## begin Source document
The crown of the head stays pointing forward, the eyes looking downward, the scapula arcing forward and downward to keep the thoracic arcing downward, to limit the upside amplitude. With a low exit angle, this immediate arcing of the upper spine, redirecting motion curve back into the water minimizes the amplitude, and thus sets the body up to make a more shallow dive into the water, thus setting up a lower amplitude pathway forward.

 

Pulsing

See attached image…

The pulsing action is initiated by a press downward of the sternum (which represents the head-neck-thoracic unit) and then a slide forward of the shoulders to redirect this downward force into a horizontal one. The thoracic is ready to curve downward, the hands are poised just below the neutral line.

Imagine laying your sternum on a pilates ball, with arms drapped forward . Push your body forward slightly with your feet and as the sternum rolls forward, and the head rolls downward, slide the shoulders and arms forward – translate the rolling of the body into forward reach. The reach of the shoulders prevents the head from sinking deeper and pulls it forward instead.

The press of the sternum initiates a slide forward of the shoulders. The hands redirect the downward force into a forward direction. The head-neck-thoracic sink between the shoulder blades, and thus downward motion is absorbed and redirected, preventing the body from going too low.

The first pulse of the sternum does not get the swimmer moving forward much because that first pulse is just sending the first pulse of water under the body (we may call them ‘balls of water’) .  Lower down, the wave of the body line presses against that ball of water, squishing it backwards in order to nudge the body forward. (This is how many kinds of fish propel through the water – they create vortexes and then push against them with their undulating body.) After the second pulse there are then two balls of water somewhere under the body – one under the face, and one under the feet.
## end Source document
## begin Material shown
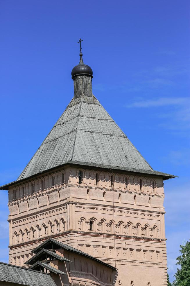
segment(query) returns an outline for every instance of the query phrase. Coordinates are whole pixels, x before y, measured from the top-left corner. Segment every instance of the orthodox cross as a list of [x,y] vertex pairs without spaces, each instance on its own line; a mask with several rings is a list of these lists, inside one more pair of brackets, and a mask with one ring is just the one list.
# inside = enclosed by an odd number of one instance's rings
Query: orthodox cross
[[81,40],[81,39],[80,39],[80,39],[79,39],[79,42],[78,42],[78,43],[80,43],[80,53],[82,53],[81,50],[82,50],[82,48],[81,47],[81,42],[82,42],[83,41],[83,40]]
## end Material shown
## begin Material shown
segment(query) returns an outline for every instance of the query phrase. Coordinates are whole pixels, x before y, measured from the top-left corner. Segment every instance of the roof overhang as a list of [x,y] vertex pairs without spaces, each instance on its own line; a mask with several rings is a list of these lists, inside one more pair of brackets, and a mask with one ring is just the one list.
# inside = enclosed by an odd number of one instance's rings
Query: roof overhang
## end Material shown
#### [Exercises to complete]
1. In the swimming passage, what does the sternum represent?
2. Set down the part of the swimming passage that opens with the words containing "The pulsing action" and closes with "the neutral line.".
3. List every instruction that the swimming passage gives in the paragraph beginning "Imagine laying your sternum on a pilates ball".
The lines are not needed here.

#### [Outputs for the tasks]
1. The sternum represents the head-neck-thoracic unit.

2.
The pulsing action is initiated by a press downward of the sternum (which represents the head-neck-thoracic unit) and then a slide forward of the shoulders to redirect this downward force into a horizontal one. The thoracic is ready to curve downward, the hands are poised just below the neutral line.

3.
- Imagine laying your sternum on a pilates ball, with arms draped forward.
- Push your body forward slightly with your feet.
- As the sternum rolls forward and the head rolls downward, slide the shoulders and arms forward.
- Translate the rolling of the body into forward reach.